__RECORD LIST__
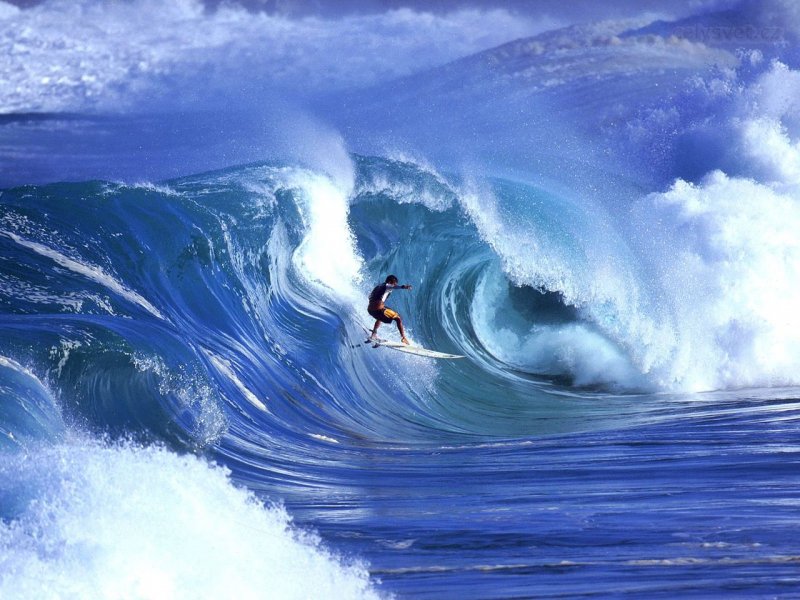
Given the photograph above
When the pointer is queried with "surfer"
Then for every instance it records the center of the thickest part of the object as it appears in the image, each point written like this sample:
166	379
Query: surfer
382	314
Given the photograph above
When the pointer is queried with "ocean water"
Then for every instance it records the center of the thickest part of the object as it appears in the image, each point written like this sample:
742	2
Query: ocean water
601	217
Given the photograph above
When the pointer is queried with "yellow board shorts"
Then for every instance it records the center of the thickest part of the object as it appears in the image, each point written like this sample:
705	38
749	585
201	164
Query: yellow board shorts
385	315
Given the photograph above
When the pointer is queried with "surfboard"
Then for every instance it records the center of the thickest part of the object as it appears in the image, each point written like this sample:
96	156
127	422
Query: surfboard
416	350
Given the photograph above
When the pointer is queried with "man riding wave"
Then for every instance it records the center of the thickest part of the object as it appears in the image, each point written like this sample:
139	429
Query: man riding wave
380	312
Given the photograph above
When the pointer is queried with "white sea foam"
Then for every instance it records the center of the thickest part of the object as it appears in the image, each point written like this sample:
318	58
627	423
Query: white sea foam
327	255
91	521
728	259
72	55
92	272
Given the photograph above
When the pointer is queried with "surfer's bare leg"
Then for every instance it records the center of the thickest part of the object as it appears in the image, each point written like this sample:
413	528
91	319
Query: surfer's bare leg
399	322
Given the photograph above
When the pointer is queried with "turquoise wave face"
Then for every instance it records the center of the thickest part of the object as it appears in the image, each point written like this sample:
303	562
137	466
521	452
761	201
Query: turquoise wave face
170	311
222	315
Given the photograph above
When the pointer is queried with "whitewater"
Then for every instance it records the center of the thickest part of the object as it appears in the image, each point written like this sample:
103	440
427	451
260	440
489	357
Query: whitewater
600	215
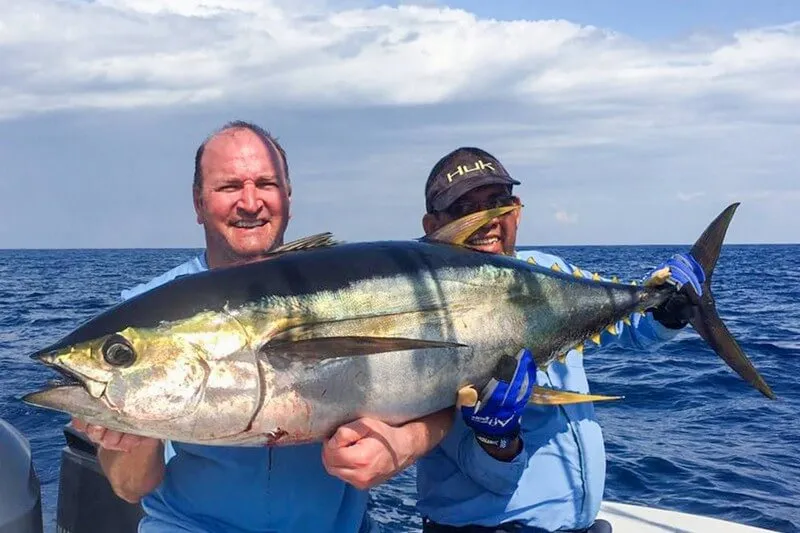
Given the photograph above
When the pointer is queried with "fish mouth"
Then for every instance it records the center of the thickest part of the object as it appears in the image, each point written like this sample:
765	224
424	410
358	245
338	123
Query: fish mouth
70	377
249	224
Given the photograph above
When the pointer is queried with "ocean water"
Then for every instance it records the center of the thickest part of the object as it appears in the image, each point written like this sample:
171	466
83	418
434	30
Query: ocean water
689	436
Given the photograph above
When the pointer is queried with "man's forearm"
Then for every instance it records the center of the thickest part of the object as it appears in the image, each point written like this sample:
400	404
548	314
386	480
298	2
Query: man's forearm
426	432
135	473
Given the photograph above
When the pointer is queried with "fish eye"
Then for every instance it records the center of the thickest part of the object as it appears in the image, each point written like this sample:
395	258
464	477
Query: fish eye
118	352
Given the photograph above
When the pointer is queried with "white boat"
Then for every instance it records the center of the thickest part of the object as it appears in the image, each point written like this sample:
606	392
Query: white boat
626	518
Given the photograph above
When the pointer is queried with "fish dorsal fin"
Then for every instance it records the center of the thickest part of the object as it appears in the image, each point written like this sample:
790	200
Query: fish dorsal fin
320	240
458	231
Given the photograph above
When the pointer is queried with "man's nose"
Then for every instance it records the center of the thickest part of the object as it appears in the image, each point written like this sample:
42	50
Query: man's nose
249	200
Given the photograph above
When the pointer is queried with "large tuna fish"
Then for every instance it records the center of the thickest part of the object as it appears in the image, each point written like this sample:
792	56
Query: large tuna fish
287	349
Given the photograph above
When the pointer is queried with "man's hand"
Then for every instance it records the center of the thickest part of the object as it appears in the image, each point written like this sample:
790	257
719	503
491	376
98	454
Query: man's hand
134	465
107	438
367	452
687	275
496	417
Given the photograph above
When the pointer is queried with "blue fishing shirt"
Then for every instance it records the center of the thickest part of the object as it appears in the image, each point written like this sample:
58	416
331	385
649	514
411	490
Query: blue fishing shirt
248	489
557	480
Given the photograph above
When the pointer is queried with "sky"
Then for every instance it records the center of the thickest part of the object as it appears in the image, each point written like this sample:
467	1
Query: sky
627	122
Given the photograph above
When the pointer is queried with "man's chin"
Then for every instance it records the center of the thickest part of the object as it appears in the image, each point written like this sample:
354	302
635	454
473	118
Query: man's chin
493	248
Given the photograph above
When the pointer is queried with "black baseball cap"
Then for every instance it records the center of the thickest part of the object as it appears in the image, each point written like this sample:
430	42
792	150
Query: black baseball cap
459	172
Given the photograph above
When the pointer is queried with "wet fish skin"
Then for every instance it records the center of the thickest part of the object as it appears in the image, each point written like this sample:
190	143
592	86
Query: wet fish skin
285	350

__TASK INSTRUCTIONS__
Locate each line in the records above that contains the string "riding", treating uppercase and lowercase as distinct, and copy every such line.

__EXERCISE RESPONSE__
When the pointer is queried with "man riding wave"
Query: man riding wave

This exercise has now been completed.